Top of DATA FOR THIS EXERCISE

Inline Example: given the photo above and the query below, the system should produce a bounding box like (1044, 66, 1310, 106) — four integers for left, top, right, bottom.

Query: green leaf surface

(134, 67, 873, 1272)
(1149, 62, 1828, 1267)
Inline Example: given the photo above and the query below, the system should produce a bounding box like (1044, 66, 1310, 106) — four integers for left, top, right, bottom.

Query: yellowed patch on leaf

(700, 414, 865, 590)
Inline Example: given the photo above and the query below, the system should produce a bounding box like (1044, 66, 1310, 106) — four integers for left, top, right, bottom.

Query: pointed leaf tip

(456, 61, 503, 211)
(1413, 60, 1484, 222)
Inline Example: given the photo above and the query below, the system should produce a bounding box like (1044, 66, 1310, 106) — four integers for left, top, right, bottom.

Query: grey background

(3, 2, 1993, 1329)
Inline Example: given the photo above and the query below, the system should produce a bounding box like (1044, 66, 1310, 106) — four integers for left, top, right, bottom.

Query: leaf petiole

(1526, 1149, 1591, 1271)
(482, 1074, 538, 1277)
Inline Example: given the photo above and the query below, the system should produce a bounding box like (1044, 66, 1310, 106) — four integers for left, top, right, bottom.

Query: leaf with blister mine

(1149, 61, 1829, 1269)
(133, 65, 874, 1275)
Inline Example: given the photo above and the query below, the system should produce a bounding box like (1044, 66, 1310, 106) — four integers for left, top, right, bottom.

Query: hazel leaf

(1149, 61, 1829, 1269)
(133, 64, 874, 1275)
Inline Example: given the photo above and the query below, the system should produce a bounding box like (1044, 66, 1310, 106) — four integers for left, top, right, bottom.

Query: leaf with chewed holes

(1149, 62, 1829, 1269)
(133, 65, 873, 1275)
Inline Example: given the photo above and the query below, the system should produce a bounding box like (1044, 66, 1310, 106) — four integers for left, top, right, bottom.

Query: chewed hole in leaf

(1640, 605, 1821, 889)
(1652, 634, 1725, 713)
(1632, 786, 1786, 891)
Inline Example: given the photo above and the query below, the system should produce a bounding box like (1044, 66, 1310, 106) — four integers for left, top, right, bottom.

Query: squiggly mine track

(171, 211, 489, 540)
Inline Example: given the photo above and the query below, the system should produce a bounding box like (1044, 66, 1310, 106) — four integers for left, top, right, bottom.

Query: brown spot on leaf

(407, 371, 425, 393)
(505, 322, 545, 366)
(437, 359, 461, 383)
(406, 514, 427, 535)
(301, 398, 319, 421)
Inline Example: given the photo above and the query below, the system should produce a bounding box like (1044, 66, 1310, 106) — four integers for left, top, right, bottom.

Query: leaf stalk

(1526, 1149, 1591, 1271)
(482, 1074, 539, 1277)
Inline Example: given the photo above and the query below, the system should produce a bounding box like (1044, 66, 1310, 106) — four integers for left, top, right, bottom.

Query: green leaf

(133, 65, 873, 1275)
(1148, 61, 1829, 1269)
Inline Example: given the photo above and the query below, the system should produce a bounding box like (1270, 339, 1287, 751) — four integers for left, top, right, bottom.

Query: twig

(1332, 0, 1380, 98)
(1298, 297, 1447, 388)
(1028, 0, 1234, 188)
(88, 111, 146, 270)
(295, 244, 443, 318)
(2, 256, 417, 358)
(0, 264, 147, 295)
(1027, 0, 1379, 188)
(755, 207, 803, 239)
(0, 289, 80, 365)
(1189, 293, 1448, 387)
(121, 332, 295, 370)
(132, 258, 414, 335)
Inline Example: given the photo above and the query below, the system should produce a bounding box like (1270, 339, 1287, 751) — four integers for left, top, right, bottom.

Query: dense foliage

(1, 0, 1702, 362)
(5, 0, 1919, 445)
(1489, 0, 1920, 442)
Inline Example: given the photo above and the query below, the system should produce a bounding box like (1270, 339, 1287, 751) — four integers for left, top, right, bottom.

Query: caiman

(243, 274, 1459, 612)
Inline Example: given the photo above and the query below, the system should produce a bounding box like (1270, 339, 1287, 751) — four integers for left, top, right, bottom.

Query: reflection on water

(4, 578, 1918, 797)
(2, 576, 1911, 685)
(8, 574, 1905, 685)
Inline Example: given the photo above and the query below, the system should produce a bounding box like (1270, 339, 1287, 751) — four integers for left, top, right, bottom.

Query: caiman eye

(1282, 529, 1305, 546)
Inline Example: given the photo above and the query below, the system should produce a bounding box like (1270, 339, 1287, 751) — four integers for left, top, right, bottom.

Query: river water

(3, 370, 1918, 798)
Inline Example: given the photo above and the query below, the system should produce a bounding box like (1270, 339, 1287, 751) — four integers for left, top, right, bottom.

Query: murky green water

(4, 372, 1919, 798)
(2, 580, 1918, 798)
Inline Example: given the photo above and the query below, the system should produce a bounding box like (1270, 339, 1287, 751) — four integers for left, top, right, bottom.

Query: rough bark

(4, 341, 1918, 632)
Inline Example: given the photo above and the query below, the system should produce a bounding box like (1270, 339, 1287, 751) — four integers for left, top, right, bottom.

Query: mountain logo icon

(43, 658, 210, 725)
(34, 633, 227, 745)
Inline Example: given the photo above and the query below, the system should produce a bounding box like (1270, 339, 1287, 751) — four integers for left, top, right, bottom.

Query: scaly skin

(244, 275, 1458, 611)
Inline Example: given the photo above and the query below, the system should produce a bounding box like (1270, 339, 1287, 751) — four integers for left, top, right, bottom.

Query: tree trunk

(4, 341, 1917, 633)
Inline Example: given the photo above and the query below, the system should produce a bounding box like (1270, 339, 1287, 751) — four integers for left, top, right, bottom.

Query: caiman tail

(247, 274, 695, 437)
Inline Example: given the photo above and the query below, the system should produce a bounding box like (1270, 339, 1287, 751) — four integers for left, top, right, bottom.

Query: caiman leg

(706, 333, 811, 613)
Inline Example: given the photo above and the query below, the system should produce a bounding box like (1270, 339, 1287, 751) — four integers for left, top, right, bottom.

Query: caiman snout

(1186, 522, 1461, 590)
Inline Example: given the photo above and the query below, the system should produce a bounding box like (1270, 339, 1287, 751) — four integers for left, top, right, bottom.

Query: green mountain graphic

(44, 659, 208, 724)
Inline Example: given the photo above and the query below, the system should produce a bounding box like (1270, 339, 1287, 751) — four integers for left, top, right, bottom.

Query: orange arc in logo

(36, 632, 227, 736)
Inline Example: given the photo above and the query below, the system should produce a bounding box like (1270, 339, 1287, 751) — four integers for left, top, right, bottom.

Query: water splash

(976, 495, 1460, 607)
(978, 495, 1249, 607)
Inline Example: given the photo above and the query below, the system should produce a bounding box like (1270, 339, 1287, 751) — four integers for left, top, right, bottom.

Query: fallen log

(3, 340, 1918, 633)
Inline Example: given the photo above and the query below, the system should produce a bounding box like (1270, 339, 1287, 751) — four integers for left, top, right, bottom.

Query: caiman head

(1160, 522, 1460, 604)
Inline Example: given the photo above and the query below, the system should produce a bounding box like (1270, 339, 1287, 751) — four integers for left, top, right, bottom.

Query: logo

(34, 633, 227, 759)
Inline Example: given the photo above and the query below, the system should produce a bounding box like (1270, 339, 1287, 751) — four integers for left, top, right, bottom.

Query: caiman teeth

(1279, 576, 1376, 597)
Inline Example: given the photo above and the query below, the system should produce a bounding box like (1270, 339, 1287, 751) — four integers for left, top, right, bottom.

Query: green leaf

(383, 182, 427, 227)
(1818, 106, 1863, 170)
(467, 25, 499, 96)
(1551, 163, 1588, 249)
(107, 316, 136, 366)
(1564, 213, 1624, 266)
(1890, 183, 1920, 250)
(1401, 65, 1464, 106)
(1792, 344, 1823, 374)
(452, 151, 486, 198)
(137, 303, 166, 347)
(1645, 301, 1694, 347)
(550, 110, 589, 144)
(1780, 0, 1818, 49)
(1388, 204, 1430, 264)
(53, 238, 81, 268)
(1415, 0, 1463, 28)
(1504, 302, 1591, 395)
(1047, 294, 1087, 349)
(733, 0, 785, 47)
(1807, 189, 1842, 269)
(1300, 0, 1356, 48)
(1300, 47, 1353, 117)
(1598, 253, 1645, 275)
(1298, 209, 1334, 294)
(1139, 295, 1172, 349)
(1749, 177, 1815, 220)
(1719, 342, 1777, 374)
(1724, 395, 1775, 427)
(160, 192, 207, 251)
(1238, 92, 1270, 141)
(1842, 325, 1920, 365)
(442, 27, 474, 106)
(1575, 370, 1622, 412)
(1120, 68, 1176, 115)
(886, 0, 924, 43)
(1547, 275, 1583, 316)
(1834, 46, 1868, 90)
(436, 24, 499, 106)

Bottom of DATA FOR THIS EXERCISE

**INSTRUCTIONS TO FOLLOW:** Write out every line, unchanged, from the one containing "Query: fallen log" through the closing line of the data.

**ANSWER SPACE:**
Query: fallen log

(3, 340, 1918, 633)
Inline Example: given the photo above and the query below, the system should produce a bounding box like (1270, 339, 1287, 751) — four integers for left, top, right, bottom.

Query: caiman head

(1160, 522, 1460, 604)
Inline Example: given the photo above and the query below, the system should produce a bounding box like (1270, 339, 1287, 751) — four integers for left, top, right, bottom.

Query: logo

(34, 633, 227, 759)
Inline Example: given the photo above and the query below, the system should produce a bounding box like (1270, 339, 1287, 751) — four integers for left, top, right, bottom.

Query: caiman teeth

(1279, 576, 1376, 597)
Inline Example: given the photo above and the query below, the system should produce a bounding box like (1270, 339, 1287, 751) — four integers for left, top, right, bottom.

Query: green leaf

(383, 182, 427, 227)
(1818, 106, 1863, 170)
(467, 25, 499, 96)
(1551, 163, 1588, 249)
(107, 316, 136, 366)
(1564, 213, 1624, 266)
(1890, 183, 1920, 250)
(1401, 65, 1464, 106)
(1792, 344, 1823, 374)
(452, 151, 486, 198)
(137, 303, 166, 347)
(1645, 301, 1694, 347)
(550, 110, 589, 144)
(1780, 0, 1818, 49)
(1388, 204, 1430, 264)
(53, 238, 81, 268)
(1415, 0, 1463, 28)
(1504, 302, 1591, 395)
(1047, 294, 1087, 349)
(733, 0, 785, 47)
(1807, 189, 1842, 269)
(1300, 0, 1356, 48)
(1300, 47, 1353, 117)
(1598, 253, 1645, 275)
(1298, 209, 1334, 294)
(1139, 295, 1172, 349)
(1749, 177, 1815, 220)
(1719, 342, 1777, 374)
(1724, 395, 1775, 427)
(160, 192, 207, 251)
(1238, 92, 1270, 141)
(1842, 325, 1920, 365)
(442, 27, 474, 106)
(1575, 370, 1622, 412)
(1120, 68, 1176, 115)
(886, 0, 924, 43)
(1547, 275, 1583, 316)
(1834, 46, 1868, 90)
(436, 24, 499, 106)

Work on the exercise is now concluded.